***** Record extracts
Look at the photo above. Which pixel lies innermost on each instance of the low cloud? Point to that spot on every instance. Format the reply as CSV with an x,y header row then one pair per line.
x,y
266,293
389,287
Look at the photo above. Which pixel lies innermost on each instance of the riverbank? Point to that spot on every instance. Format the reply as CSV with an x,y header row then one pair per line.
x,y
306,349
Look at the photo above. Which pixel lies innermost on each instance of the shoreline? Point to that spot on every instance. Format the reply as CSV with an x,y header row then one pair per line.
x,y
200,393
**********
***** Record extracts
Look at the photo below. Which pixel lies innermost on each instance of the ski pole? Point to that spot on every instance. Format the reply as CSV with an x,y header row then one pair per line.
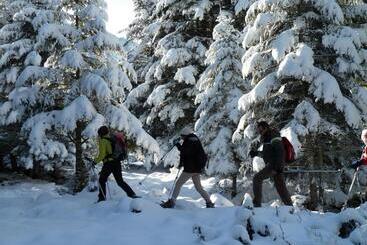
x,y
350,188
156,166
**********
***** Record extracts
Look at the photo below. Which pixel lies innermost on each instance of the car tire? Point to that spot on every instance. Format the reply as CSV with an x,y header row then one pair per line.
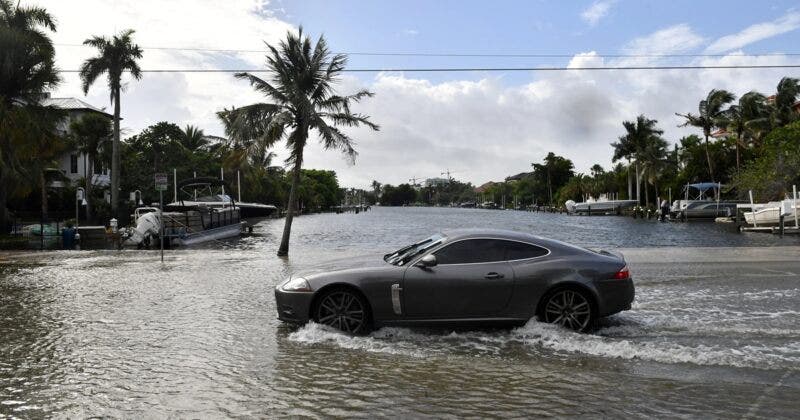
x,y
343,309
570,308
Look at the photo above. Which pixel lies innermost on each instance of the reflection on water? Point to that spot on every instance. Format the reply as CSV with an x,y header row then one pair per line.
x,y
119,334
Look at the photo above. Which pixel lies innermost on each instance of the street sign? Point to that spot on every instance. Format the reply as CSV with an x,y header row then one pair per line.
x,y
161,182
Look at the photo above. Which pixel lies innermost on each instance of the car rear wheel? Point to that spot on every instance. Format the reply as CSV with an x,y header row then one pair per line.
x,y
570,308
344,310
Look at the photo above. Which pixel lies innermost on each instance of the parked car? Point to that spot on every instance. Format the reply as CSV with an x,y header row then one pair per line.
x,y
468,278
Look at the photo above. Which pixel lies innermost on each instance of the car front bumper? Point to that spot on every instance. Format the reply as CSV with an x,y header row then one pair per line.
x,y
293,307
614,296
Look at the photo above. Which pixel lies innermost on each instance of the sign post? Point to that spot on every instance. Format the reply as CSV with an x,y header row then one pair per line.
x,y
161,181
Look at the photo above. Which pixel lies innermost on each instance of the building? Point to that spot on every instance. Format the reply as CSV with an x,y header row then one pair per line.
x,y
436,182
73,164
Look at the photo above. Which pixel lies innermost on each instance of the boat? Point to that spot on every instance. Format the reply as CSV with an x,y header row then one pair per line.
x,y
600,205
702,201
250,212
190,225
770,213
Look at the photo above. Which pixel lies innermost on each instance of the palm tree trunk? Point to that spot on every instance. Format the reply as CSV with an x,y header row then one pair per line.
**********
To do: Put the stretch of material from the line containing "the car front" through the line containing "of the palm" into a Markdown table with the columns Row and Line, numbering each row and leaving out blank lines.

The answer:
| Row | Line |
|---|---|
| 1 | Look at the photo above. Which pixel lies innermost on each instance of the car front bumper? Point to that spot on every instance. Format the reply as CSV with an x,y header row then one pair per line. |
| 2 | x,y |
| 3 | 293,307 |
| 4 | 614,296 |
| 5 | Look at the photo above. Which pixel lies innermost on each instance of the sign post? Point to that spot on every instance. Format the reply as CSV with an x,y header row then one pair per line. |
| 6 | x,y |
| 7 | 161,181 |
| 8 | Look at the photo above. Which pixel lies innermost on each instance of the building? Point to that spot on every instance. Format the reply as CSV with an x,y header row then one pair per line. |
| 9 | x,y |
| 10 | 436,182 |
| 11 | 73,164 |
| 12 | Look at the photo above. Which pixel lies innermost on each instance of the boat? Point to that spot on every instance. Format the reply as CSV with an x,y header row then one pair per line. |
| 13 | x,y |
| 14 | 600,205 |
| 15 | 702,201 |
| 16 | 250,212 |
| 17 | 190,225 |
| 18 | 770,213 |
| 19 | Look at the photo above. Which pixel lies innermost on each instance of the palm tree trunk? Point to that spot on every instance. Format the reply as CSV with an x,y header row then one pair per line. |